_The data_:
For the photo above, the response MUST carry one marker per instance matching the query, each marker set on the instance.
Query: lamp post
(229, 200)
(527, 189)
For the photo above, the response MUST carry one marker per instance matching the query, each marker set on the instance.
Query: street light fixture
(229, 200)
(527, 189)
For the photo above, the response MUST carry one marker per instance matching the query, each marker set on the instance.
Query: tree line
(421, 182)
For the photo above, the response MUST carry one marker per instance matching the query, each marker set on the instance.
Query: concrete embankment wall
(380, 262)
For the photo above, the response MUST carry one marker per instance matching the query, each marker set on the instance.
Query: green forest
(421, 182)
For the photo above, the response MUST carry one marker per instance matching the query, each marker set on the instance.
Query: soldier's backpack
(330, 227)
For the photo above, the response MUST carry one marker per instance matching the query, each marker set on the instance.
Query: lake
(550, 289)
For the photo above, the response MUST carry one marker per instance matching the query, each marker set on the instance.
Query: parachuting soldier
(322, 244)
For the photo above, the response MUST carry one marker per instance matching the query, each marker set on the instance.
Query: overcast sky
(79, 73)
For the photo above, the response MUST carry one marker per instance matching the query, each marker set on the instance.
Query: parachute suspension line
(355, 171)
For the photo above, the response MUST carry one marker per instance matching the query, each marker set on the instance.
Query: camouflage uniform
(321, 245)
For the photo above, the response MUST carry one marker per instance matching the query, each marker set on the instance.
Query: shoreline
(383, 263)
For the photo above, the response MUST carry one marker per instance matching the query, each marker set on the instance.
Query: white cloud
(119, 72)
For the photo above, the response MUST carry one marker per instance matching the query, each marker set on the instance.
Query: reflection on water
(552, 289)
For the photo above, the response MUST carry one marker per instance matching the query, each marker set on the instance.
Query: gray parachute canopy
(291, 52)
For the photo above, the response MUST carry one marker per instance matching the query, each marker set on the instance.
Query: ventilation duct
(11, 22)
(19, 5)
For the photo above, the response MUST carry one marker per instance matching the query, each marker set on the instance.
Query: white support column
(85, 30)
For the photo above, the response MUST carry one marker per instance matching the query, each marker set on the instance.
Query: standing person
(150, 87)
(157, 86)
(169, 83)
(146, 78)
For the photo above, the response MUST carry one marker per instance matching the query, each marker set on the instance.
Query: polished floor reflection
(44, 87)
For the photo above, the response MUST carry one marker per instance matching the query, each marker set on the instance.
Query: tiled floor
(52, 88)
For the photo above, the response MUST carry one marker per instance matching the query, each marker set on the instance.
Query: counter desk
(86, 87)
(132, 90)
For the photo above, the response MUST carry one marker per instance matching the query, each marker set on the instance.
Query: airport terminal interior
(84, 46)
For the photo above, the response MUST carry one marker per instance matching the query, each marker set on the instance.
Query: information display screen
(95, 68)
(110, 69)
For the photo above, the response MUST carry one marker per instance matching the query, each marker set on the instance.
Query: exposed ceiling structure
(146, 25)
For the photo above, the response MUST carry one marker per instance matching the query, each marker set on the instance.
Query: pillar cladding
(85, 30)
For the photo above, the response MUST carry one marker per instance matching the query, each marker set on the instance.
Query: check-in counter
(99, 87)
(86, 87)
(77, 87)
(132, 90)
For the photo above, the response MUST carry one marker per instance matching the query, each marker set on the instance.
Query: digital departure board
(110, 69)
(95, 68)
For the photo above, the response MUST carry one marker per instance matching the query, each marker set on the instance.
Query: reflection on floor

_Problem description_:
Would you transcribe, exactly, the lines running from the one that contains "Query: tiled floor" through the final line of the listing above? Include both ends and nothing else.

_Written reply_:
Query: tiled floor
(52, 88)
For the photo above, the response MUST carry one marker per instance matching the query, each marker set on the instance.
Query: counter desk
(86, 87)
(132, 90)
For the photo above, the response MUST carry one marker per instance matching the query, each marker set on the instance.
Query: airport terminal interior
(84, 46)
For the photo above, the response MUST carry one marker per instance matching the query, each marker set on the instance.
Query: information display screen
(95, 68)
(110, 69)
For the photo above, the response MUST carry one marker per instance matching the query, each marker set on the instance.
Query: exposed ceiling structure
(146, 25)
For the photo above, the response MUST carry one marker per instance matching the query, each marker set on the instance.
Query: pillar cladding
(85, 30)
For the photo above, the response MUST carry one marker per instance matching the query, each marker set on the instance.
Query: check-in counter
(99, 87)
(86, 87)
(77, 87)
(132, 90)
For the photo above, the response MUST carry one marker per instance matching the query, each marker set on the instance.
Query: digital departure board
(110, 69)
(95, 68)
For the photo above, the response MUST carry one marker per instance matching the query, each marker set on the instance.
Query: reflection on floor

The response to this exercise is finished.